▶ _ИСХОДНЫЙ ТЕКСТ_:
■ ■ ■ ■ ■ ■ ■

К Бальзаку близок Стендаль с его Жюльеном Сорелем и некоторыми другими героями из его романтического репертуара.
Говоря о «сверхчеловеке» Ницше, надо иметь в виду помимо влияния французских романов (и вообще культа Наполеона) расистские тенденции, достигшие своей высшей точки у Гобино (а следовательно, и у Чемберлена) и в пангерманизме (Трейчке, теория силы и т. д.).
Однако, возможно, вульгарного «сверхчеловека» на манер Дюма следует рассматривать как «демократическую» реакцию на концепцию феодальных истоков расизма и связывать его с прославлениями «галльского духа», звучащими в романах Эжена Сю.
Говоря о реакции на эту тенденцию во французском народном романе, необходимо вспомнить Достоевского: Раскольников – это Монте‑Кристо, «критикуемый» православным панславистом. О влиянии, оказанном на Достоевского французским романом‑фельетоном, можно справиться в номере журнала «Культура», специально посвященном Достоевскому.

■ ■ ■ ■ ■ ■ ■

▶ _ДАННЫЕ_:
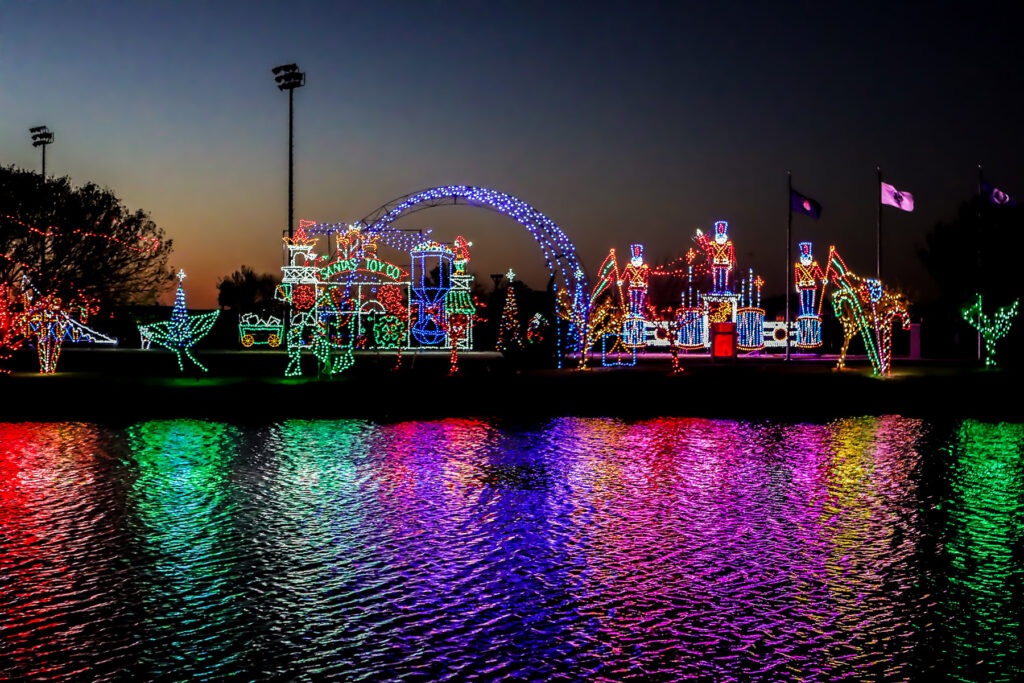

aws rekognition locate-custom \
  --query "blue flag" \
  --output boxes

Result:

■ ■ ■ ■ ■ ■ ■

▶ _ФОРМУЛИРОВКА ЗАДАНИЯ_: Для каждого утверждения укажите, соответствует ли оно исходному тексту («да» или «нет»), и дословно приведите слова текста, решающие вопрос. (а) Стендаль назван близким к Бальзаку. (б) Раскольников сопоставлен с д'Артаньяном. (в) Прославления «галльского духа» связаны с романами Бальзака.

▶ _ОТВЕТ К ЗАДАНИЮ_:
(а) Да: «К Бальзаку близок Стендаль с его Жюльеном Сорелем».
(б) Нет: «Раскольников – это Монте‑Кристо».
(в) Нет: «звучащими в романах Эжена Сю».